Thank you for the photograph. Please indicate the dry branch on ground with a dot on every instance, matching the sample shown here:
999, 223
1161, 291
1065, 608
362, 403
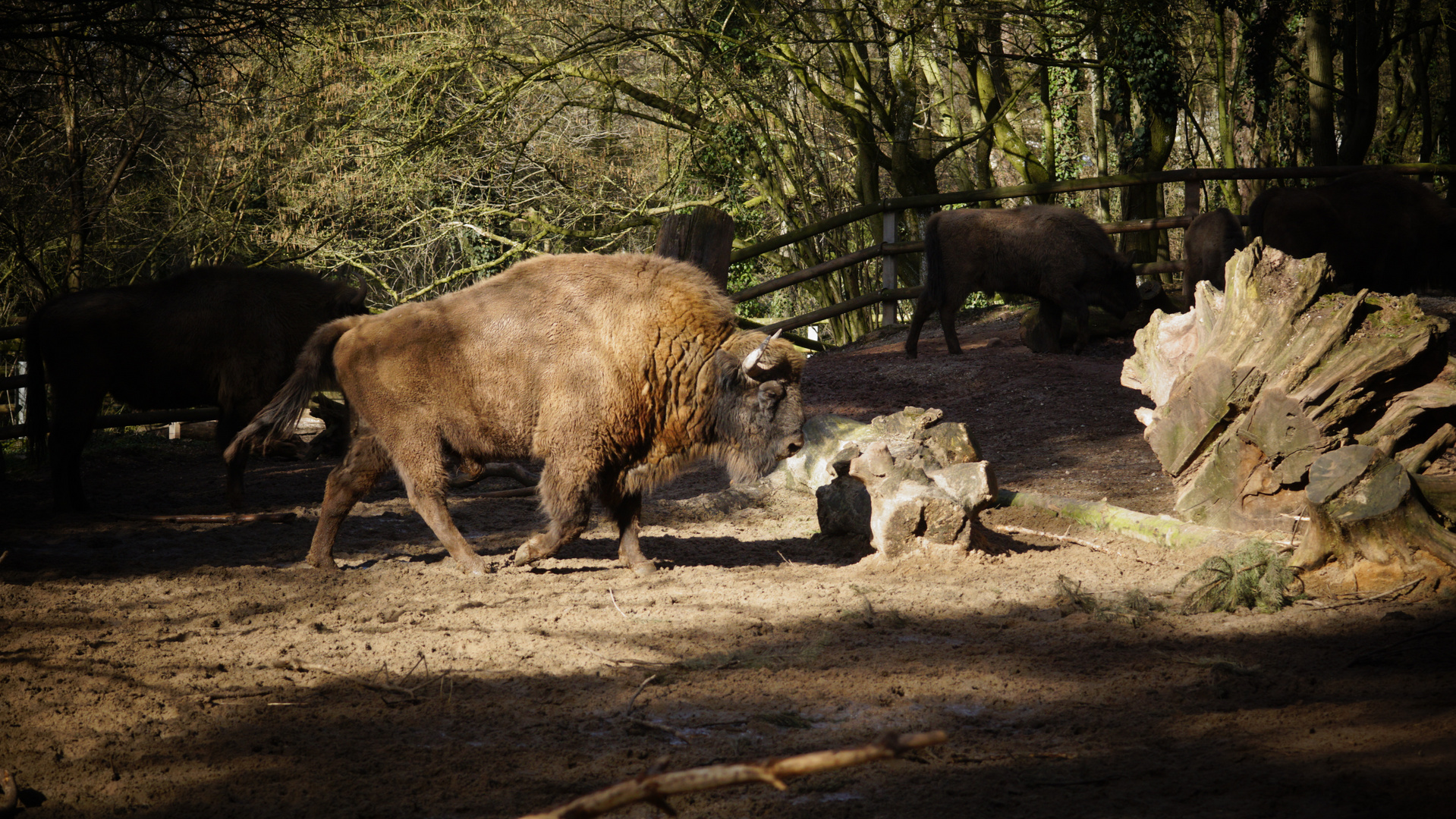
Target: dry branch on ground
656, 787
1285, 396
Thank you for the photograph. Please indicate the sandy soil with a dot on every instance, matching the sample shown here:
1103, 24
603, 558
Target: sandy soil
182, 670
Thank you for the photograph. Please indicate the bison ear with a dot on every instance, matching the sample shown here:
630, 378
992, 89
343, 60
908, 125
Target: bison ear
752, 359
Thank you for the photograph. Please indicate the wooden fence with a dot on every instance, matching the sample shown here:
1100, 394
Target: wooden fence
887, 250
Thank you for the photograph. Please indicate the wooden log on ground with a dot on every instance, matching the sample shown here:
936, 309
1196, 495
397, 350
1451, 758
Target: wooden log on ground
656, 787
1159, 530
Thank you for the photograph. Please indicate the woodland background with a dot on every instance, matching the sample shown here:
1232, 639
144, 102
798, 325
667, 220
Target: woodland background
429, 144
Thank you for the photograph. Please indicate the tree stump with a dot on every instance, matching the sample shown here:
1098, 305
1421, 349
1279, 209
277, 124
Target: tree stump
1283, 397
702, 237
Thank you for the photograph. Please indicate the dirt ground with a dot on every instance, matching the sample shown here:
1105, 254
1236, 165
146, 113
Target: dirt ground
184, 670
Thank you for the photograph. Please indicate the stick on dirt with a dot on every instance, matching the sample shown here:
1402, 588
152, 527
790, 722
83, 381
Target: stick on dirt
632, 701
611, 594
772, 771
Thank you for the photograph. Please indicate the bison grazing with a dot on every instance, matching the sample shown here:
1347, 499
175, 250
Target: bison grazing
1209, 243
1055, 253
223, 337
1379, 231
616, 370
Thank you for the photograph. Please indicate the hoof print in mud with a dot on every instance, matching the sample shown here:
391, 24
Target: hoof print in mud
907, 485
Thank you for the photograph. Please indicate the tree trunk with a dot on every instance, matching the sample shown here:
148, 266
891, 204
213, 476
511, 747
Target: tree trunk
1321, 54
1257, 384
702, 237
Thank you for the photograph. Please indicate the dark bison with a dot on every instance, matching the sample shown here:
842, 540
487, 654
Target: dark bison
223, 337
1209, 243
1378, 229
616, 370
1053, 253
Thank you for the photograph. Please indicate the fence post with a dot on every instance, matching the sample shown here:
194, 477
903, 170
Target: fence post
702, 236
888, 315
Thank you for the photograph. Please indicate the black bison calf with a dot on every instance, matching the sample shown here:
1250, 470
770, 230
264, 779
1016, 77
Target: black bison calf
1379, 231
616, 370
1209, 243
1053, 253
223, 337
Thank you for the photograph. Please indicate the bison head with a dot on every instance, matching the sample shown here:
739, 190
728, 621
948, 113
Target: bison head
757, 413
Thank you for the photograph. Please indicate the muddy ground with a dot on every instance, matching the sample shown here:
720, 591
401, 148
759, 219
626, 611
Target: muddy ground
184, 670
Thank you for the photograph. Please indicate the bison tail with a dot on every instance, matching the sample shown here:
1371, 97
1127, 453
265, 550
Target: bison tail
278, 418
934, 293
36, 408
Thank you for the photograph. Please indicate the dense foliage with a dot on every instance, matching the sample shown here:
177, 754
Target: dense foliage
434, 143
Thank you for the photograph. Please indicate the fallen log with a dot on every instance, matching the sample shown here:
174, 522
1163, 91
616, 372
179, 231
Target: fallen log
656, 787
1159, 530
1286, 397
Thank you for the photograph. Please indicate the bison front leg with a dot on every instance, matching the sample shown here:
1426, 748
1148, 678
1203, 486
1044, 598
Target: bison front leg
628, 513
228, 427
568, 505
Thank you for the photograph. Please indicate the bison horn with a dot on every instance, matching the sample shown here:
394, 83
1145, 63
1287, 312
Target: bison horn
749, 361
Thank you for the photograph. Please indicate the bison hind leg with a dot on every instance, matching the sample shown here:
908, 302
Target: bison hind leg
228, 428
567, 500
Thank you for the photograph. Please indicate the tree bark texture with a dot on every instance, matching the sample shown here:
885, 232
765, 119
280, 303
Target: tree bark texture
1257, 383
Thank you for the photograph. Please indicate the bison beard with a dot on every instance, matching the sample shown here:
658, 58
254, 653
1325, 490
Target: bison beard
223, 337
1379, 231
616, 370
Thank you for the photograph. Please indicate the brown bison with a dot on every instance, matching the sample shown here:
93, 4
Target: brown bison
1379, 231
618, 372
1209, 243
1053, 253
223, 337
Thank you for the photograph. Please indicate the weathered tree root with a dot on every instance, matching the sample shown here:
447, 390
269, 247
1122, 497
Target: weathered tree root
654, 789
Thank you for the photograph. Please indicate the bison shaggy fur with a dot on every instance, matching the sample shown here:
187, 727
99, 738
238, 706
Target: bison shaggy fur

..............................

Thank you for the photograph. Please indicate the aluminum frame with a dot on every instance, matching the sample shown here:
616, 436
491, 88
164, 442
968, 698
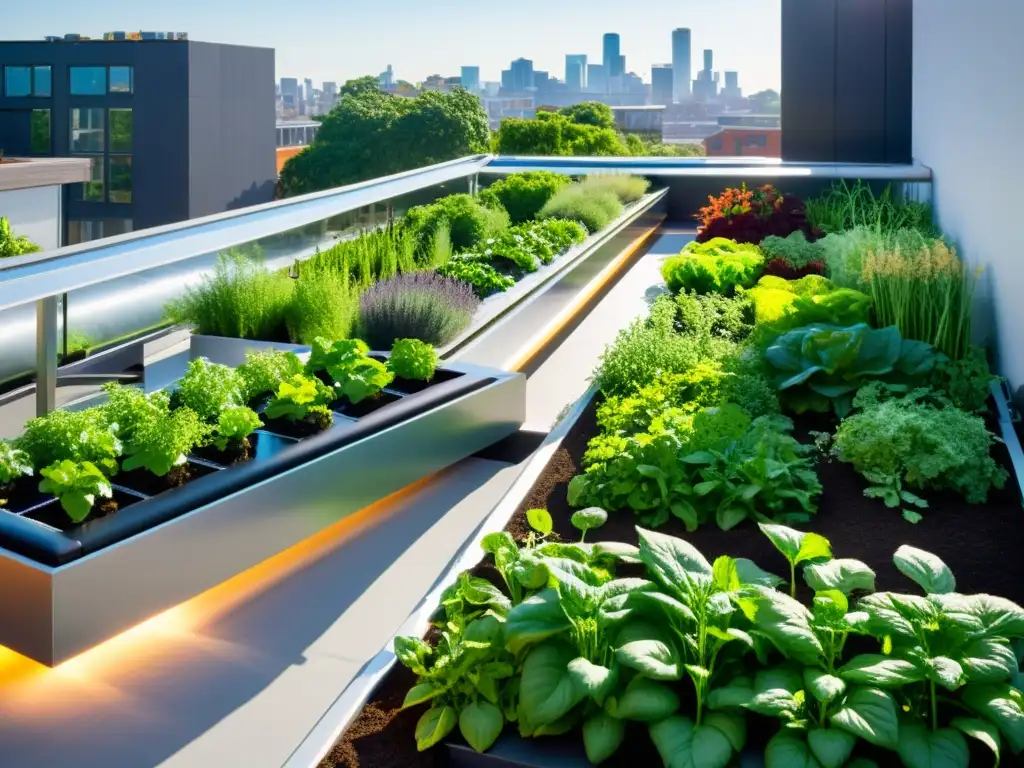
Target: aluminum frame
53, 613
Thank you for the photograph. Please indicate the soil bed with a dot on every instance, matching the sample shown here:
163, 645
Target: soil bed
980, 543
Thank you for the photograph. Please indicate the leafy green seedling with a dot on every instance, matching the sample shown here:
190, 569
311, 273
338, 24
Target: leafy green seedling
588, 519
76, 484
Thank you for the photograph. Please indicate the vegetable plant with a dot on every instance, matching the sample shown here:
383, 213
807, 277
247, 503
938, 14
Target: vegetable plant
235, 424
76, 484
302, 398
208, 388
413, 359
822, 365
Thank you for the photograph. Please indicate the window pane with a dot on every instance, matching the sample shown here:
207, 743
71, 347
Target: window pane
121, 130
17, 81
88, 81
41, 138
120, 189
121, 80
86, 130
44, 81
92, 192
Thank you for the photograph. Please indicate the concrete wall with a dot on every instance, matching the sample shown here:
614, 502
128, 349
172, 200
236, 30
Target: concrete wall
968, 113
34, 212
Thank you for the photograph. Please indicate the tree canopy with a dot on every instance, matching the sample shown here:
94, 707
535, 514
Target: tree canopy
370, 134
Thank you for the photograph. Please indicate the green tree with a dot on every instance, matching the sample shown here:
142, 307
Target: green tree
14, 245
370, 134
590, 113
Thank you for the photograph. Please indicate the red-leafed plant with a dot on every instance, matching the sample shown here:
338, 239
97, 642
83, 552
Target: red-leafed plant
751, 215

..............................

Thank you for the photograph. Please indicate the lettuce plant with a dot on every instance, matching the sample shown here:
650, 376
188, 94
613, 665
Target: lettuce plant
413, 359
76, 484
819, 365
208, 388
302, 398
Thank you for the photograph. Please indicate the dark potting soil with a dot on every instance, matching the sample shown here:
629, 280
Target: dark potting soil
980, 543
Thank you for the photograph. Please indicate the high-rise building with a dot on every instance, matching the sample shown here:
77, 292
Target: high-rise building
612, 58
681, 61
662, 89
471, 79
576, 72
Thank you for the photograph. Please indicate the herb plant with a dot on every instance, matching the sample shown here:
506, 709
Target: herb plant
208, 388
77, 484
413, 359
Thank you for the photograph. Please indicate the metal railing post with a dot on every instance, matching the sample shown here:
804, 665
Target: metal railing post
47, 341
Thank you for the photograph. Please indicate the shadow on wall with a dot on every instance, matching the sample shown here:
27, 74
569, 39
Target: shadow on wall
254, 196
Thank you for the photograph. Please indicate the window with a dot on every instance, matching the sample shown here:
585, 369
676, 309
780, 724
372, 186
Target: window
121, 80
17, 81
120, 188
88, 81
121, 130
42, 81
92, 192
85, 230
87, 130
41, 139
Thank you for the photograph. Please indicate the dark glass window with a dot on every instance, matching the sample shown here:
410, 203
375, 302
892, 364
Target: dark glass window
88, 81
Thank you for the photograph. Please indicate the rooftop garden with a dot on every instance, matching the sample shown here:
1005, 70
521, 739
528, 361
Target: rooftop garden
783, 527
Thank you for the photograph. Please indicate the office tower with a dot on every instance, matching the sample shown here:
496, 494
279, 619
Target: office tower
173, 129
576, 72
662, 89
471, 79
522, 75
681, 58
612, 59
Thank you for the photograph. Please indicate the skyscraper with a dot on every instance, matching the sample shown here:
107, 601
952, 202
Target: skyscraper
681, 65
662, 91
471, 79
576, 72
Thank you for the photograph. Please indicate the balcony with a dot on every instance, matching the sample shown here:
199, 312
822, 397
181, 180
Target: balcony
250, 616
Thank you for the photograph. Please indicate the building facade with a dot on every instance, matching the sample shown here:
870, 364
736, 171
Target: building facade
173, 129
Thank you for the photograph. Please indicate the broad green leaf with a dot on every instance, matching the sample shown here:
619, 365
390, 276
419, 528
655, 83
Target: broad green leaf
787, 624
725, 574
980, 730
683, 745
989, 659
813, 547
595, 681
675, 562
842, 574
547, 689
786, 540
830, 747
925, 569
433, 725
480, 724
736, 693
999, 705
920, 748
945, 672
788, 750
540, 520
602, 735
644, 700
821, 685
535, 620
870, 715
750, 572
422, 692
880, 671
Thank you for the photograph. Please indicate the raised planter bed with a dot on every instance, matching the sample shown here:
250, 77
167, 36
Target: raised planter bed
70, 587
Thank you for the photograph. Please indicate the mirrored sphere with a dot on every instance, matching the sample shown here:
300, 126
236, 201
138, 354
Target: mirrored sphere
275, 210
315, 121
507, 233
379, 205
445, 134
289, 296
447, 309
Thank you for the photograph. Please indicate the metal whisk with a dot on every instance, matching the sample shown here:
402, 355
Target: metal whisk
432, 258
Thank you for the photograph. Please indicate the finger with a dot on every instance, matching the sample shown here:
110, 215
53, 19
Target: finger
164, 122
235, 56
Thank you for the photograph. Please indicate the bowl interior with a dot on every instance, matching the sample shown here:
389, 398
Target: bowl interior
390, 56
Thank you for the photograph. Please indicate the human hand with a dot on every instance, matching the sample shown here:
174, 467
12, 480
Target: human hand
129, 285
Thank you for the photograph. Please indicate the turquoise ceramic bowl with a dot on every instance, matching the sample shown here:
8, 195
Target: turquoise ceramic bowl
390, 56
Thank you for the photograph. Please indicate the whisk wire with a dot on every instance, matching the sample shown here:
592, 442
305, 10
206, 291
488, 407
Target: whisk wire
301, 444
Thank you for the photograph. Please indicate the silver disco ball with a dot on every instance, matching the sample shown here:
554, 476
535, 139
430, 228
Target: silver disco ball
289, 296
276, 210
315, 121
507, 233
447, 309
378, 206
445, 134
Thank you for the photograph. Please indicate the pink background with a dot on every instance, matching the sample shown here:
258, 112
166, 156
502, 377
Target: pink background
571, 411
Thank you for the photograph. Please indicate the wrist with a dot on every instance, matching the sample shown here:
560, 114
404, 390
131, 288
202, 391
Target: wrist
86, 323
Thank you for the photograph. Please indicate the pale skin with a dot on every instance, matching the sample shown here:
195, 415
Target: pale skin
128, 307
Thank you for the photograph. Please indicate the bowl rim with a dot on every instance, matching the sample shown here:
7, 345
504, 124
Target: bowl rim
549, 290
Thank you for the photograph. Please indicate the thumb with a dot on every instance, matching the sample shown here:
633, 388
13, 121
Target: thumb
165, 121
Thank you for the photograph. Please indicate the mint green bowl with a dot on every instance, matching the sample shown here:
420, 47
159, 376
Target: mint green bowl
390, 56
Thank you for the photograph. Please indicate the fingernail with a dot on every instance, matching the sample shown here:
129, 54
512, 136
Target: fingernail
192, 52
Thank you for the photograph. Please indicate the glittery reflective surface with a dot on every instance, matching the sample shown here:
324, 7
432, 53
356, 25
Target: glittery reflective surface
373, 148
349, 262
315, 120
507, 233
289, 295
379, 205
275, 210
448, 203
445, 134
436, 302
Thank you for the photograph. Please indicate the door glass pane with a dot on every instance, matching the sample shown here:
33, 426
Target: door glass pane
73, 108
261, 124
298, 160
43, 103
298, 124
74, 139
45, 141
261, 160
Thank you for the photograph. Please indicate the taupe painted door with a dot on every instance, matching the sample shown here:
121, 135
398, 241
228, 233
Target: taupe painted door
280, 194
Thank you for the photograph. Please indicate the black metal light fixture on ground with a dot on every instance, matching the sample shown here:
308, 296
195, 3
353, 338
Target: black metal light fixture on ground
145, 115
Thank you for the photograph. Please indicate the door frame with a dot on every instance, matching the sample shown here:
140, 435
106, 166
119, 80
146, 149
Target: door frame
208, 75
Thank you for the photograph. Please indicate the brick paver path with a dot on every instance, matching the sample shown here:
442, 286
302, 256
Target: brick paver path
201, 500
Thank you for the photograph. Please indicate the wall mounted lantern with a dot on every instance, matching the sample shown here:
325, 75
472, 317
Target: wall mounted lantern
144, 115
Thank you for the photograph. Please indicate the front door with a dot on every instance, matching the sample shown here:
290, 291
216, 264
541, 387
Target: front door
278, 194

..............................

- CONSIGNE -
Sélectionnez chaque ligne des enregistrements où figure le mot « interior ».

- RÉPONSE -
Thank you for the photograph. Please indicate the bowl interior with a dot on every instance, matching the sample shown here:
Target: bowl interior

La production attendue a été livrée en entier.